— Start of Supplied information —

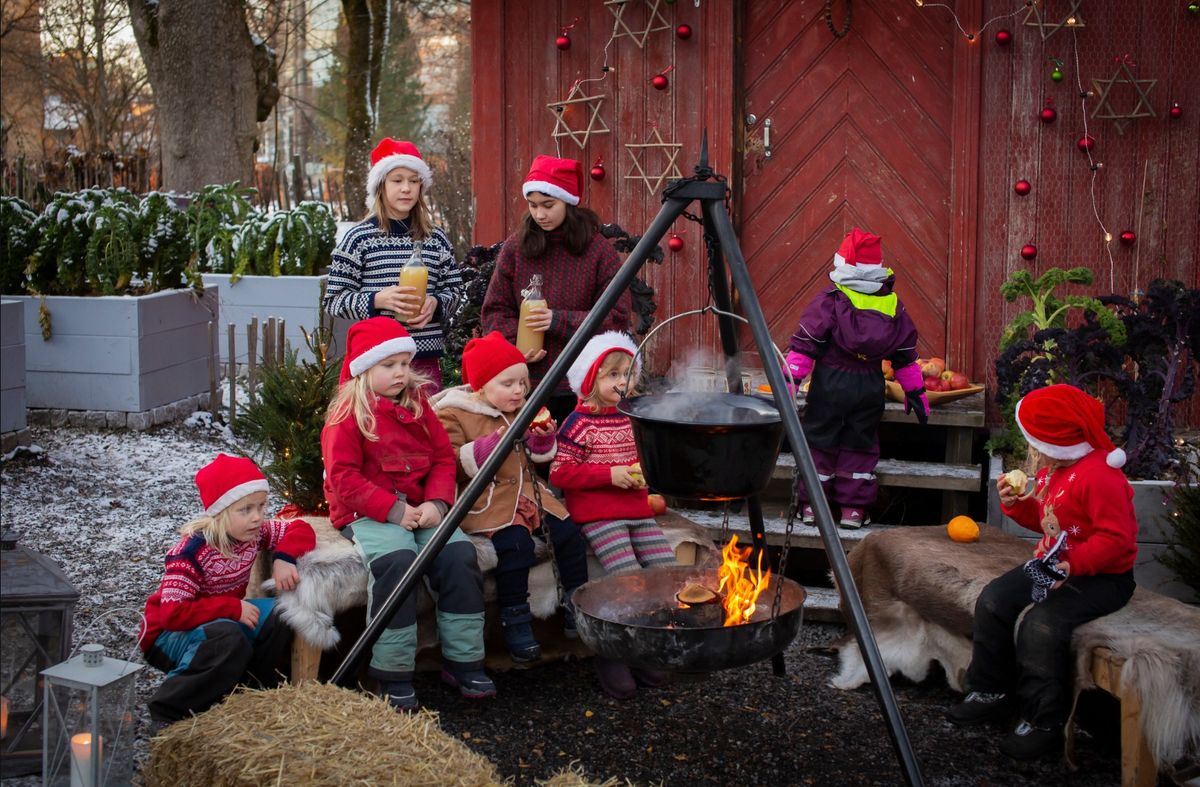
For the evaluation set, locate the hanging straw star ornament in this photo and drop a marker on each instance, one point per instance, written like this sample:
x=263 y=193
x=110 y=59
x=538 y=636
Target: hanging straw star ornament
x=562 y=108
x=671 y=169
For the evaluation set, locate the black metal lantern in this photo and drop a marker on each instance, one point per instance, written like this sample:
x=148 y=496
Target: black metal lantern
x=36 y=610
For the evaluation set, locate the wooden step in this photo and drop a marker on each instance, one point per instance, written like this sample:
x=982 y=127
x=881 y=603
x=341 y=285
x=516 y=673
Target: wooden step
x=923 y=475
x=804 y=536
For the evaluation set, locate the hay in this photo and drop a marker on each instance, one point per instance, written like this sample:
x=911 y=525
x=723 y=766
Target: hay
x=311 y=734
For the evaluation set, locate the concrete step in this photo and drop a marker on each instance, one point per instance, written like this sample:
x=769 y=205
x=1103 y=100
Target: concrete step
x=924 y=475
x=804 y=536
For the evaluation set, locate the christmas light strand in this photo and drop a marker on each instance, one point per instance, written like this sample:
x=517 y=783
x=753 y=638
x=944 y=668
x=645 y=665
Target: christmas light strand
x=1093 y=166
x=971 y=36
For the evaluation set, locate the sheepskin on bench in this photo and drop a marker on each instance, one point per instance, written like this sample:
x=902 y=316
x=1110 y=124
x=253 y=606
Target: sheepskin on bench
x=919 y=592
x=334 y=580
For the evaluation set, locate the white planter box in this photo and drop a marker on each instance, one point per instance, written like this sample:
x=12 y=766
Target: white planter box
x=12 y=366
x=1153 y=526
x=293 y=299
x=119 y=353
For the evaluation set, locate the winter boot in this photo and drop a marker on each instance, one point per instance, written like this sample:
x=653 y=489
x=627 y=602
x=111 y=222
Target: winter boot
x=469 y=679
x=519 y=634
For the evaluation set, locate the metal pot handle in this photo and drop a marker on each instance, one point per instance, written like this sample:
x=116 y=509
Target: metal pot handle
x=706 y=310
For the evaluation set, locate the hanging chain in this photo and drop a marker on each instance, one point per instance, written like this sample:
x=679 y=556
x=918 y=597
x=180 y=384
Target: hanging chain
x=532 y=472
x=845 y=26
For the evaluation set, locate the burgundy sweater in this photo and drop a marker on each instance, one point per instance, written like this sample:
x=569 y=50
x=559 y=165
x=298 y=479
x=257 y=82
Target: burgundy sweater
x=570 y=284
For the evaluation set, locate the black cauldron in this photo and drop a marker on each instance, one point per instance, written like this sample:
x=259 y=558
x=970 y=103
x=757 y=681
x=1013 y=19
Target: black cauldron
x=635 y=618
x=706 y=445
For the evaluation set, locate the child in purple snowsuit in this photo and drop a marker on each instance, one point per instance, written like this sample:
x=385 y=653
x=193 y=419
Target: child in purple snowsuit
x=841 y=338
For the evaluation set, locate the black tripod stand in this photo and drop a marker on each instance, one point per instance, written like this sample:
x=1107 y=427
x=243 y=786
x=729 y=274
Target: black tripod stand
x=679 y=194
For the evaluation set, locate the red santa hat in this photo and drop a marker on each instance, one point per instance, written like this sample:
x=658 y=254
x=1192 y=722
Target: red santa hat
x=582 y=374
x=558 y=178
x=226 y=480
x=390 y=154
x=859 y=248
x=372 y=340
x=486 y=356
x=1063 y=422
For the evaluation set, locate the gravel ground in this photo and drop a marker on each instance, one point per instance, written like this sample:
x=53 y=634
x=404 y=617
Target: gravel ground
x=106 y=506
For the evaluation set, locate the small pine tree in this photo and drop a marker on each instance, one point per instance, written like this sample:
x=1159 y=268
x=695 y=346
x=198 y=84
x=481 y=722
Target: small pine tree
x=282 y=425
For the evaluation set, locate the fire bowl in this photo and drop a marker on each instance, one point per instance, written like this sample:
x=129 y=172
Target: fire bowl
x=635 y=618
x=706 y=445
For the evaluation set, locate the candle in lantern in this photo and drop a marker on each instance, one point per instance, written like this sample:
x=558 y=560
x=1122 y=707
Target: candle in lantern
x=81 y=758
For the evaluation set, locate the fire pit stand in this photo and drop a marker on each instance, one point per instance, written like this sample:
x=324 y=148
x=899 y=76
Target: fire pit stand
x=711 y=191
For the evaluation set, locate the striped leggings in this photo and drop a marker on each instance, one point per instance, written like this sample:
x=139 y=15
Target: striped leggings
x=627 y=545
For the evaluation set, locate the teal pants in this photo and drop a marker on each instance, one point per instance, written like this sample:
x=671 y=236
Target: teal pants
x=388 y=551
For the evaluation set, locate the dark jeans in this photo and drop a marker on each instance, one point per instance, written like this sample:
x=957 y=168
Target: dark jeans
x=1038 y=666
x=515 y=557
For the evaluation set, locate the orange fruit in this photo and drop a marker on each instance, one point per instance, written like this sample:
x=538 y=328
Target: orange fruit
x=963 y=528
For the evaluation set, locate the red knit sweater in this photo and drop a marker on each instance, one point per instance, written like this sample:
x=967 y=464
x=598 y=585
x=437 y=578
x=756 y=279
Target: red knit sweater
x=589 y=445
x=571 y=286
x=201 y=584
x=1093 y=504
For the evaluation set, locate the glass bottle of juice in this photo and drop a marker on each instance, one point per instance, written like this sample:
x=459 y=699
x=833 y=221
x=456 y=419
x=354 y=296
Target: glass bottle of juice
x=414 y=274
x=529 y=340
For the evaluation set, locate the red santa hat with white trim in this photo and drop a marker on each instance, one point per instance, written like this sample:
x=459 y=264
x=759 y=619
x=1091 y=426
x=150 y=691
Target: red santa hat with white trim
x=391 y=154
x=1067 y=424
x=372 y=340
x=226 y=480
x=558 y=178
x=859 y=248
x=582 y=374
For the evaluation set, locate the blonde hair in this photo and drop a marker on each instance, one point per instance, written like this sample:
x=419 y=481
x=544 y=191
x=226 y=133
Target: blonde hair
x=214 y=529
x=611 y=361
x=355 y=397
x=420 y=224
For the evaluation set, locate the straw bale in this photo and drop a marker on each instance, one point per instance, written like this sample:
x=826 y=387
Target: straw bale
x=313 y=734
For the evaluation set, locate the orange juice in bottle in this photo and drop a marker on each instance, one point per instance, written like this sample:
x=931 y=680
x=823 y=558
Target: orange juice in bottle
x=529 y=340
x=414 y=274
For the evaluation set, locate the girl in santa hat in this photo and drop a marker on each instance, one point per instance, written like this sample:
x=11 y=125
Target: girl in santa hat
x=559 y=241
x=841 y=338
x=364 y=276
x=198 y=628
x=517 y=504
x=598 y=469
x=1080 y=492
x=389 y=480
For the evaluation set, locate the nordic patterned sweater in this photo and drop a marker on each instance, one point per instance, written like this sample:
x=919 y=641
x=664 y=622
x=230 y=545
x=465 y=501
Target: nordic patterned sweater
x=366 y=260
x=199 y=584
x=571 y=286
x=589 y=444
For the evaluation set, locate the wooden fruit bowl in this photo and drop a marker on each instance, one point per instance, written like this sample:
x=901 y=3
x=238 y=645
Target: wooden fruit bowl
x=895 y=394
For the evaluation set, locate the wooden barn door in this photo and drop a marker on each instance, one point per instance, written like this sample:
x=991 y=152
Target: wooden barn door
x=861 y=130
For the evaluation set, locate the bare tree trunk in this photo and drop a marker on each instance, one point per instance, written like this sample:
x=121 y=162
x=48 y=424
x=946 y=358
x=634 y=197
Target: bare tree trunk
x=202 y=64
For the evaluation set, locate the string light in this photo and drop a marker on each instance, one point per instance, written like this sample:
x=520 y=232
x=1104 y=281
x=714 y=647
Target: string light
x=972 y=36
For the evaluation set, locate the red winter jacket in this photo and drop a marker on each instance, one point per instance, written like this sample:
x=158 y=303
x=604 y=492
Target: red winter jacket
x=412 y=457
x=1093 y=505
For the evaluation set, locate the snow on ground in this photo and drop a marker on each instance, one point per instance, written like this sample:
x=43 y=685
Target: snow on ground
x=106 y=506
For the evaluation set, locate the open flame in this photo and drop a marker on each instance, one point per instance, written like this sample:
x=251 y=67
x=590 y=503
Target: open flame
x=739 y=584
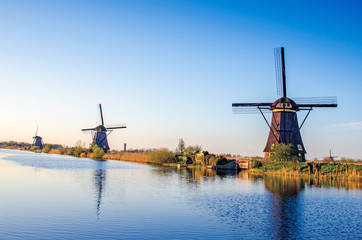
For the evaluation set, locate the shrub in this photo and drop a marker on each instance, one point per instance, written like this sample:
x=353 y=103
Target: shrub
x=294 y=165
x=211 y=160
x=47 y=148
x=160 y=156
x=78 y=150
x=223 y=161
x=61 y=151
x=256 y=162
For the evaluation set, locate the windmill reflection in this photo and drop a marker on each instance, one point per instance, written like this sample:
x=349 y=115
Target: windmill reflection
x=99 y=182
x=285 y=208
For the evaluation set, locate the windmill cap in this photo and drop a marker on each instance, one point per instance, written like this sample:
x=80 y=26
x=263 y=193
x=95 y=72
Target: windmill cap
x=284 y=103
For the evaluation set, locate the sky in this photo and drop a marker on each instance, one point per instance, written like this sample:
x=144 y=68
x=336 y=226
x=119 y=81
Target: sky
x=172 y=69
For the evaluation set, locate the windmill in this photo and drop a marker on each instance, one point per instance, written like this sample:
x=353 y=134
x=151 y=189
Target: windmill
x=101 y=132
x=38 y=141
x=284 y=127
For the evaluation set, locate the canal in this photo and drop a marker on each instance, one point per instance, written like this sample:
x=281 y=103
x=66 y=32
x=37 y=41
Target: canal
x=45 y=196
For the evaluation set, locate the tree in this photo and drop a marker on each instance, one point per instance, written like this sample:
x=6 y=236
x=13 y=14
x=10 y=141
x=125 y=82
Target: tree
x=181 y=146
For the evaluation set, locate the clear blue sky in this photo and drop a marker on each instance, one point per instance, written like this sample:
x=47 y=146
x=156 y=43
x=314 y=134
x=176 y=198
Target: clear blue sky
x=171 y=69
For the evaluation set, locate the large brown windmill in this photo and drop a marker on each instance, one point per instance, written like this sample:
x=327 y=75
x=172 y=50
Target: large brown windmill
x=101 y=132
x=284 y=127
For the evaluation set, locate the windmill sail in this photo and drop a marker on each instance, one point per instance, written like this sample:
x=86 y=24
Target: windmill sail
x=101 y=132
x=280 y=71
x=284 y=127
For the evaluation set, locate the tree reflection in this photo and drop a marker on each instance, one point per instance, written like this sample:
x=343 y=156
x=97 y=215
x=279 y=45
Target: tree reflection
x=284 y=202
x=99 y=182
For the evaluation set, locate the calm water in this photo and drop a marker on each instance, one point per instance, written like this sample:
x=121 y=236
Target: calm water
x=57 y=197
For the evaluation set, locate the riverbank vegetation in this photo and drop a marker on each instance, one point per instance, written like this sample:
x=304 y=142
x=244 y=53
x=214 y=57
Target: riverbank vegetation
x=283 y=161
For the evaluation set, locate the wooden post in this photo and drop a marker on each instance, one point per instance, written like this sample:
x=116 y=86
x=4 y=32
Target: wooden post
x=310 y=167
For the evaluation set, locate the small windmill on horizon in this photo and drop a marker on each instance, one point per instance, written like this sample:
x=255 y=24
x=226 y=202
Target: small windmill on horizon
x=38 y=141
x=101 y=132
x=284 y=127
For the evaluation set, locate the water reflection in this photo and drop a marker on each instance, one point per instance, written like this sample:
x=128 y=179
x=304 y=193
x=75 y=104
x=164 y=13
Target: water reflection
x=99 y=183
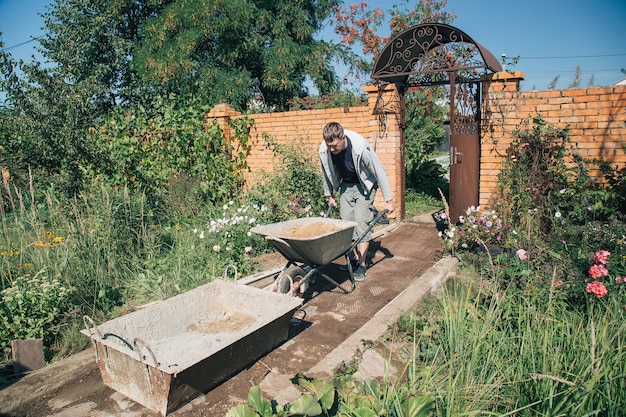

— End of Supplied information —

What is expected: Turn the lines from the one containing "For the evaluation set, locate the fire pit" through the one containing "x=627 y=545", inclusive, into a numbered list. Leave out any blank lines.

Response:
1. For the evaluation set, locate the fire pit stand in this photo and drop a marker on each instance, one point per instance, written like this sample:
2. x=324 y=148
3. x=899 y=76
4. Target: fire pit stand
5. x=711 y=191
6. For the evaluation set, locate the striped leggings in this photo and drop a marker on each instance, one point per instance, written like this sample:
7. x=139 y=15
8. Target: striped leggings
9. x=627 y=545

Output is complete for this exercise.